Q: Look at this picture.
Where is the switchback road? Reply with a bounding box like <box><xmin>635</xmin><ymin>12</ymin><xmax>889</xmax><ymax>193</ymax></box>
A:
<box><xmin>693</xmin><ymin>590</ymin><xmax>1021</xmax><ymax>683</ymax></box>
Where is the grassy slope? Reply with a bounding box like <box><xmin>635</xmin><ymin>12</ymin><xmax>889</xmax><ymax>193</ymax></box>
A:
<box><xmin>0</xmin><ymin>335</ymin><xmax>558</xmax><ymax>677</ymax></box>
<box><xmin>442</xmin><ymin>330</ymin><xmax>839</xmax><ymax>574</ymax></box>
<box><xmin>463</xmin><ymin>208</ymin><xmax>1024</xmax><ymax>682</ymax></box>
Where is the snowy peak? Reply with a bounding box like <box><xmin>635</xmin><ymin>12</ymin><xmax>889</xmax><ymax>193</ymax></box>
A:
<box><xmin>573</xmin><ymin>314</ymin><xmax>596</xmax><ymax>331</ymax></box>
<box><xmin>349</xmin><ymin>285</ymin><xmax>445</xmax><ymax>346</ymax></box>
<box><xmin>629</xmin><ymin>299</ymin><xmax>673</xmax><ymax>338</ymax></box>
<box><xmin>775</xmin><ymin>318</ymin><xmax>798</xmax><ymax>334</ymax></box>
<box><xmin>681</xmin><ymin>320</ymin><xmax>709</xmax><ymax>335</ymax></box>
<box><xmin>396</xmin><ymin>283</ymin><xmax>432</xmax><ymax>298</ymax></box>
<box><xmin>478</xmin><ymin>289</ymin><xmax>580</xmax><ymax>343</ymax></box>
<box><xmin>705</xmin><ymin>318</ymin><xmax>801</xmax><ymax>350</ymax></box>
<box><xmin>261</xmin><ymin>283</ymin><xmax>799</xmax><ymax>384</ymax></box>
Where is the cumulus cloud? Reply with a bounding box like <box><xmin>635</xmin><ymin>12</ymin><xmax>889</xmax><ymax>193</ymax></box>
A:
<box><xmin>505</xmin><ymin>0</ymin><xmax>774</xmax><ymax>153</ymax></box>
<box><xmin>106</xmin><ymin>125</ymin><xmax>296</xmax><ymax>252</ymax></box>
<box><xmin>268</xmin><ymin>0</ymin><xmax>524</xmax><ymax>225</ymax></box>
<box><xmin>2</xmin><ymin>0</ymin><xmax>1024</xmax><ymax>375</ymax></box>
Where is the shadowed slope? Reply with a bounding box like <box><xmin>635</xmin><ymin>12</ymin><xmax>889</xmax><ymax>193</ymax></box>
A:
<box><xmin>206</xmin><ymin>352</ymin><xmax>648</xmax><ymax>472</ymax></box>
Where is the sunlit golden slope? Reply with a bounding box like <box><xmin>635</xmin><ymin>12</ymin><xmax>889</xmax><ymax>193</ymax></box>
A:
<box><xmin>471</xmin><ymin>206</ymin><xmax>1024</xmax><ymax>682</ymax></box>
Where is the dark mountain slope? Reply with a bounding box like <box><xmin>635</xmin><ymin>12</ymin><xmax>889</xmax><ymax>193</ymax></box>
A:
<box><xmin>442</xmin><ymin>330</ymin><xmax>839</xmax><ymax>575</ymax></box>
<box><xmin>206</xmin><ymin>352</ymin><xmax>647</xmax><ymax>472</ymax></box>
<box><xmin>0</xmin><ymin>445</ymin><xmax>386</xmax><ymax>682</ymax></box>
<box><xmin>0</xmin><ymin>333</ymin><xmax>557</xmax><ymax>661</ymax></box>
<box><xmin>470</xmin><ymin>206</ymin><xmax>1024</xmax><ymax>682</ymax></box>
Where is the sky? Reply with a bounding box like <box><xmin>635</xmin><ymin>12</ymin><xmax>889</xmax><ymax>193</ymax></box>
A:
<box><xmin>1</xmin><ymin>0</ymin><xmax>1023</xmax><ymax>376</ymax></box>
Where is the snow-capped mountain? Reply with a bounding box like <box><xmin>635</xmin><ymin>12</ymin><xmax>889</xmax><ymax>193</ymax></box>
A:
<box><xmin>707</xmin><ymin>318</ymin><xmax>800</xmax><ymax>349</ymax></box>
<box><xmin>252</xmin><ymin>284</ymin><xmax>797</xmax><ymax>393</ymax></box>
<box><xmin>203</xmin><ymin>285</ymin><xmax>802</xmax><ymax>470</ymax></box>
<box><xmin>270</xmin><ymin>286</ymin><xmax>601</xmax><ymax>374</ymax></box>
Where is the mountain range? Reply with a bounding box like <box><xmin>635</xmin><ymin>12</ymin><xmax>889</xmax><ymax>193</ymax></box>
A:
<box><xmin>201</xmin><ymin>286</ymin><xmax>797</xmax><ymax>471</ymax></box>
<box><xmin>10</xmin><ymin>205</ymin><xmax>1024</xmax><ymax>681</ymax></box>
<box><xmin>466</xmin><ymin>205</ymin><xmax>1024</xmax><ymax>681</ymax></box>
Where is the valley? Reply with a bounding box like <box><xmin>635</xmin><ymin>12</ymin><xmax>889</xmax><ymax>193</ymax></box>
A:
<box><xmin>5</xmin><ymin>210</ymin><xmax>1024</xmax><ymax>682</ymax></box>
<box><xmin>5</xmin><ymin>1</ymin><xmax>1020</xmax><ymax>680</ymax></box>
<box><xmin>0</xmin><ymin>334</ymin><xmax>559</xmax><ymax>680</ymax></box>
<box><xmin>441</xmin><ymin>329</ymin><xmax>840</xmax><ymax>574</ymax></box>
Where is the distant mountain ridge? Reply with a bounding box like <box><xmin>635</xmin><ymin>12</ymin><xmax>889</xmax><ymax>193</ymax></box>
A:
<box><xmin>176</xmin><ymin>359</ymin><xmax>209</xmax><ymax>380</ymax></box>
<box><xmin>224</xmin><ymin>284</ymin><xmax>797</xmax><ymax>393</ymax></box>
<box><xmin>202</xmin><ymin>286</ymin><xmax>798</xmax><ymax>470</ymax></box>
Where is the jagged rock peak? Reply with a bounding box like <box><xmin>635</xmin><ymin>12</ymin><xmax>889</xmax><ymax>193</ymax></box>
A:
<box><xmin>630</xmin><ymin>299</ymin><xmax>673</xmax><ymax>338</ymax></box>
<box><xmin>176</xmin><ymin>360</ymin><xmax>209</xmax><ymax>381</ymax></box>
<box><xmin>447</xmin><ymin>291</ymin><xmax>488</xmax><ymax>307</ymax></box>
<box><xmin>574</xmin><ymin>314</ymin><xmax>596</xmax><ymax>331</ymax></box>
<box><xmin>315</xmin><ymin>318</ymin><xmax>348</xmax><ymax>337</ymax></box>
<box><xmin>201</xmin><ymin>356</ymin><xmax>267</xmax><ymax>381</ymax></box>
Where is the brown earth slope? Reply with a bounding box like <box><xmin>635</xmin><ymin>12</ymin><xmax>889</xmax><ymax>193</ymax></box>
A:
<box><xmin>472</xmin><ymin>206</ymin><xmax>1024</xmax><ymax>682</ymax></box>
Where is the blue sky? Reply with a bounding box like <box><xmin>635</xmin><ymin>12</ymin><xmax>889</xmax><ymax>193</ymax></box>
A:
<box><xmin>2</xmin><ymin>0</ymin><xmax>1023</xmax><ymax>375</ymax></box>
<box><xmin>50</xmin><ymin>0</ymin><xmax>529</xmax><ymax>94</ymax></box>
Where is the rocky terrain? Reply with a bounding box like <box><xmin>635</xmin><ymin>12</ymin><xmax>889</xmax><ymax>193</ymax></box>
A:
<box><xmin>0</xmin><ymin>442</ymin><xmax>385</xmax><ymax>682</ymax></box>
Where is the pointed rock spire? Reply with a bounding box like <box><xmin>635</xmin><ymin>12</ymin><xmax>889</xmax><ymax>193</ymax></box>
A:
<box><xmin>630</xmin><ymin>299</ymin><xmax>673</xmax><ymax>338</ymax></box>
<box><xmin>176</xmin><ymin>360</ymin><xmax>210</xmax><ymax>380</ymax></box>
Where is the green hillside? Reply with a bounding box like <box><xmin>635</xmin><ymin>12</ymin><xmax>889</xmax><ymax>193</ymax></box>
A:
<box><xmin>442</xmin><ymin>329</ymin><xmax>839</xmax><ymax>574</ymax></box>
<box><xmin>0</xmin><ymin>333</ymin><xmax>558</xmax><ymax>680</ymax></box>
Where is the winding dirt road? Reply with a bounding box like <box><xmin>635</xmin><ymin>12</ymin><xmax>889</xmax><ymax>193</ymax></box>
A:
....
■ Work instructions ■
In the material above, find each line that has the string "slope" and return it.

■ Response to this task ■
Where is the grassy slope? Reply with a bounding box like <box><xmin>635</xmin><ymin>12</ymin><xmax>889</xmax><ymax>193</ymax></box>
Where is the shadowed slope? Reply with a bounding box like <box><xmin>635</xmin><ymin>12</ymin><xmax>889</xmax><ymax>193</ymax></box>
Where is the sunlit golden slope? Reply with a bounding box like <box><xmin>635</xmin><ymin>12</ymin><xmax>889</xmax><ymax>193</ymax></box>
Where is the dark mountain slope? Reply with a bounding box like <box><xmin>635</xmin><ymin>12</ymin><xmax>889</xmax><ymax>193</ymax></box>
Where is the brown earth slope? Reply with a bounding box like <box><xmin>635</xmin><ymin>12</ymin><xmax>889</xmax><ymax>193</ymax></box>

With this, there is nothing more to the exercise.